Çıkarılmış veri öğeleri
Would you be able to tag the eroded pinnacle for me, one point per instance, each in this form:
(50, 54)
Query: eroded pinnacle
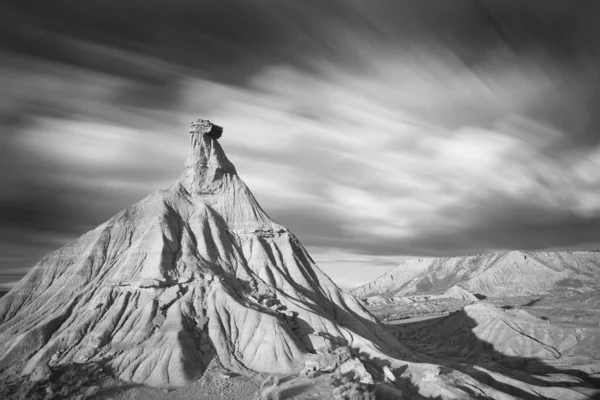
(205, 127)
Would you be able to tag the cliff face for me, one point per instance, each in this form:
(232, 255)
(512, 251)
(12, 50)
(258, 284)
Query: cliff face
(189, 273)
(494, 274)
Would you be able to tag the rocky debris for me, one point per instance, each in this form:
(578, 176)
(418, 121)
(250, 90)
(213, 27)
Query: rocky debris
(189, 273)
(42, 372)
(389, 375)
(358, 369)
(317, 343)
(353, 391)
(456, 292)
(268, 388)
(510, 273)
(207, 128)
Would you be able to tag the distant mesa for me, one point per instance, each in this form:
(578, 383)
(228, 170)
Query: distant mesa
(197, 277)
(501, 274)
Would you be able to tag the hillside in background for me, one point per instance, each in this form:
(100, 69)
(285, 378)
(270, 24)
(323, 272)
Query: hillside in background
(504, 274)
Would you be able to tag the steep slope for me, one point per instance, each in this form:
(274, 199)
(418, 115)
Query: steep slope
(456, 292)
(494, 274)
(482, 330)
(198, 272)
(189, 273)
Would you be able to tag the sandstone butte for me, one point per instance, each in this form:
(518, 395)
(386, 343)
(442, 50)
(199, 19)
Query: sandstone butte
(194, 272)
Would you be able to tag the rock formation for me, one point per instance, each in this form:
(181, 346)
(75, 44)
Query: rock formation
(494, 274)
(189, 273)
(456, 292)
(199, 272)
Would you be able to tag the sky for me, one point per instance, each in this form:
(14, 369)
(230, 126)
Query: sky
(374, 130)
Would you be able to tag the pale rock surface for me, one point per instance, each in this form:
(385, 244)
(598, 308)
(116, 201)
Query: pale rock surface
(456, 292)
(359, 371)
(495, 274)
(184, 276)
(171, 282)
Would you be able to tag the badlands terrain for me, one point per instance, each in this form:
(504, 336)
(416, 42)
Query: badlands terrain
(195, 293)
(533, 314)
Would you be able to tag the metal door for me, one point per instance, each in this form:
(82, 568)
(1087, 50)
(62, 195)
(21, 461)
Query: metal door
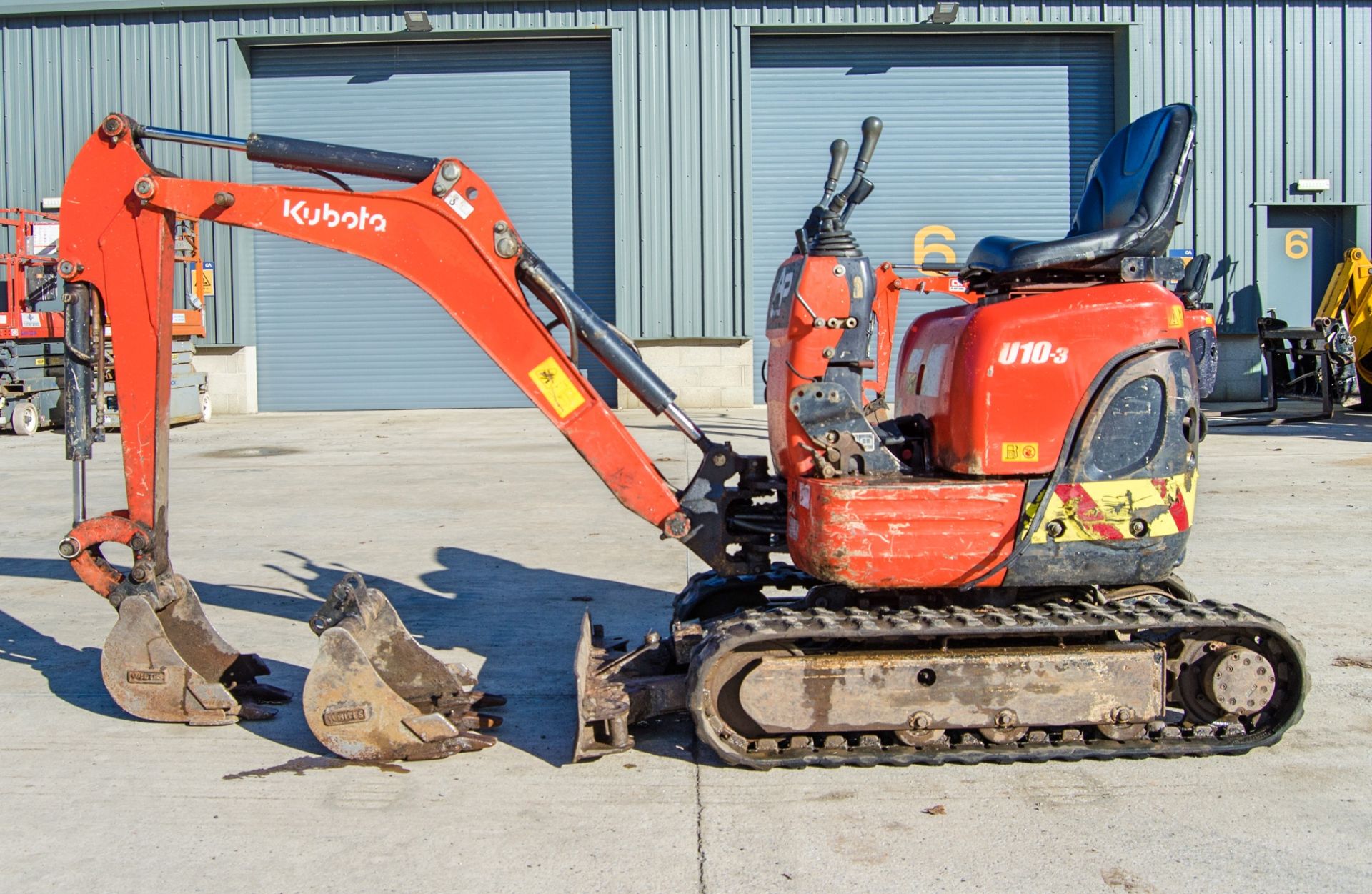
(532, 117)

* * *

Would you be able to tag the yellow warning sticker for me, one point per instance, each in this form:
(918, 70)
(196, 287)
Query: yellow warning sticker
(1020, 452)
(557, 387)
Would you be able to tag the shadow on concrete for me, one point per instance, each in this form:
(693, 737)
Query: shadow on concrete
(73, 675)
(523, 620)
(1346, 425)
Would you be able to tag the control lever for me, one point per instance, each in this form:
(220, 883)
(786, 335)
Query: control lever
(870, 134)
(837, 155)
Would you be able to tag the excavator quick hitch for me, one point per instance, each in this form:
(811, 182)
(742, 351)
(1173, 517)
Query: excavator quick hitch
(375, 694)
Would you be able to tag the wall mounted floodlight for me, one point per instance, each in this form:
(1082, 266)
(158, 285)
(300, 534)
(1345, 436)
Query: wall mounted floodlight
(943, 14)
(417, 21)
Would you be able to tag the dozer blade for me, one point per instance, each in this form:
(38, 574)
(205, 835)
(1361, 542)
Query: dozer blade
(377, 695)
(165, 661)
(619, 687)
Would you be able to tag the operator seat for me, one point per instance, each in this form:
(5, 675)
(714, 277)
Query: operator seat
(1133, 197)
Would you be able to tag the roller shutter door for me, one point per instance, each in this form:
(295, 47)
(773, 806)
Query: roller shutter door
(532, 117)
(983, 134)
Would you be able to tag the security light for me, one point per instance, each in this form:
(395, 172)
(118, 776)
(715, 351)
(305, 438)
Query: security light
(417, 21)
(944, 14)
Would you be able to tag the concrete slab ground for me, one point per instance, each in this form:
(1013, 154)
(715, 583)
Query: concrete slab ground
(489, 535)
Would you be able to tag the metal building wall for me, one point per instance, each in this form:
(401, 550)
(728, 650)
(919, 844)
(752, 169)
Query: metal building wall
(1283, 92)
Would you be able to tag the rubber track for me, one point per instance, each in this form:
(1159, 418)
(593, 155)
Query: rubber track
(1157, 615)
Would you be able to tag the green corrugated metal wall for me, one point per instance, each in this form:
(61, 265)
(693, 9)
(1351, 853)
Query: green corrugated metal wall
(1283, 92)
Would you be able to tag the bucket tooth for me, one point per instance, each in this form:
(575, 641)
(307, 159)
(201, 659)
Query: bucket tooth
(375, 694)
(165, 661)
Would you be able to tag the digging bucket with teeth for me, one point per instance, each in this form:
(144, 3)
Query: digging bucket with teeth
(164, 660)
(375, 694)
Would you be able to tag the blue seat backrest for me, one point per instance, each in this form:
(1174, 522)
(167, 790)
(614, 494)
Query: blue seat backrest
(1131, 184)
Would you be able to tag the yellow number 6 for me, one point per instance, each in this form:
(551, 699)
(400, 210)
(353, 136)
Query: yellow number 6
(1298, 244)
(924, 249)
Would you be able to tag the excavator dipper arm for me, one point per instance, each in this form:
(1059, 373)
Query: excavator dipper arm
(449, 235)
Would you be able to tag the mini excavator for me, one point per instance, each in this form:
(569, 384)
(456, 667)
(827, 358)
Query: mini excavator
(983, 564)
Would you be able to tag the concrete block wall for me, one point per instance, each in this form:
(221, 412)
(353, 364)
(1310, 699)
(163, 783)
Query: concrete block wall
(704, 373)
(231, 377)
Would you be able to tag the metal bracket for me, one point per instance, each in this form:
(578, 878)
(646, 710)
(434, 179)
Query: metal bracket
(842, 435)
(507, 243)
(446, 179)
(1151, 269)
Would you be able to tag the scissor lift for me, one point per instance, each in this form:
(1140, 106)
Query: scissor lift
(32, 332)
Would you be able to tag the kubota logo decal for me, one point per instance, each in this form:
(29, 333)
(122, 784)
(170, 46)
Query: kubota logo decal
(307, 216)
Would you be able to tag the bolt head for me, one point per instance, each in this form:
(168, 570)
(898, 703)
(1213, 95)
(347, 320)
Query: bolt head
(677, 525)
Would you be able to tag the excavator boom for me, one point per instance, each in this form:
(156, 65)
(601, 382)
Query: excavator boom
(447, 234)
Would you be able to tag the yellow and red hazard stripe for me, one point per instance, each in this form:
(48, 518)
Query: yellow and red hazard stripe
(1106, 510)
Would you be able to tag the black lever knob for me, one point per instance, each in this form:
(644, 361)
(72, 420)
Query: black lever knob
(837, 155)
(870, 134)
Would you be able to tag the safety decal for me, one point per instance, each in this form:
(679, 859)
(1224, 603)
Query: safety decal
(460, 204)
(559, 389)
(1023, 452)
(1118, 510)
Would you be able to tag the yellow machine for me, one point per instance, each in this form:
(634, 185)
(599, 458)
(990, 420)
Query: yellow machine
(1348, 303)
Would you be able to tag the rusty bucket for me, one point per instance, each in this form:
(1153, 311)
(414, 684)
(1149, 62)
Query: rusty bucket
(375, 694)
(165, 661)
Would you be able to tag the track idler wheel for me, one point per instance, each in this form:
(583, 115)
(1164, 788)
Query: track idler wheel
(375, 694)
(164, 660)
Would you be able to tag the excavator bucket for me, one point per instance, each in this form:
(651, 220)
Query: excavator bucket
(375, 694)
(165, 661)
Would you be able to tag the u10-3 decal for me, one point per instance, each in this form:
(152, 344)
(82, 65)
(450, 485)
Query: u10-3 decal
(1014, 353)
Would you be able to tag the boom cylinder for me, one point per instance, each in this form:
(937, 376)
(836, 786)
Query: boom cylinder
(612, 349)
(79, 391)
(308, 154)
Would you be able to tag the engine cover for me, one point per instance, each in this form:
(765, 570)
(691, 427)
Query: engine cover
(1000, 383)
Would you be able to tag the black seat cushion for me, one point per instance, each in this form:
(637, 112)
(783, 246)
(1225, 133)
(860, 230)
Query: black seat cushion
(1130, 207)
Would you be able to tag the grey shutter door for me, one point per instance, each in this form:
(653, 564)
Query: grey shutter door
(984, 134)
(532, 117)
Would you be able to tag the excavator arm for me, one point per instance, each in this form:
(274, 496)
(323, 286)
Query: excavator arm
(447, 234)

• _Yapılacak iş_:
Yukarıdaki öğelerde "Would you be able to tag the green" ifadesinin geçtiği satırdan "(1151, 269)" ifadesinin geçtiği satıra kadar uzanan bölümü, iki uç satır da dahil olmak üzere, hiçbir şeyi değiştirmeden yazdırır mısın? Yalnızca bu satırları ver.

• _Yazılı çözüm_:
Would you be able to tag the green corrugated metal wall for me, one point per instance, each in this form:
(61, 265)
(693, 9)
(1351, 853)
Query: green corrugated metal wall
(1283, 92)
Would you be able to tag the bucket tooth for me, one point per instance, each in this form:
(575, 641)
(307, 159)
(201, 659)
Query: bucket tooth
(375, 694)
(165, 661)
Would you be able to tag the digging bucket with teeth for me, one point per instance, each in this form:
(144, 3)
Query: digging bucket with teeth
(164, 660)
(375, 694)
Would you be able to tag the blue seat backrest for me, one point per instance, each in this form:
(1174, 522)
(167, 790)
(614, 494)
Query: blue seat backrest
(1131, 184)
Would you be able to tag the yellow number 6 for me, one point per instance, each in this form:
(551, 699)
(400, 210)
(353, 136)
Query: yellow number 6
(1298, 244)
(924, 249)
Would you be able to tag the excavator dipper arm for me, one point per instance, each in this form:
(1059, 373)
Query: excavator dipper arm
(449, 235)
Would you be able to tag the mini excavator for me, one point per instance, each in this form:
(569, 384)
(456, 667)
(827, 358)
Query: mini excavator
(983, 564)
Would you be able to tag the concrete block wall for me, one point per instance, each in this form:
(221, 412)
(353, 364)
(1310, 699)
(163, 783)
Query: concrete block wall
(704, 373)
(231, 377)
Would you be able to tag the metal bracket for me, one point per instance, each in this form:
(578, 878)
(646, 710)
(434, 179)
Query: metal bracket
(842, 435)
(507, 243)
(446, 179)
(1151, 269)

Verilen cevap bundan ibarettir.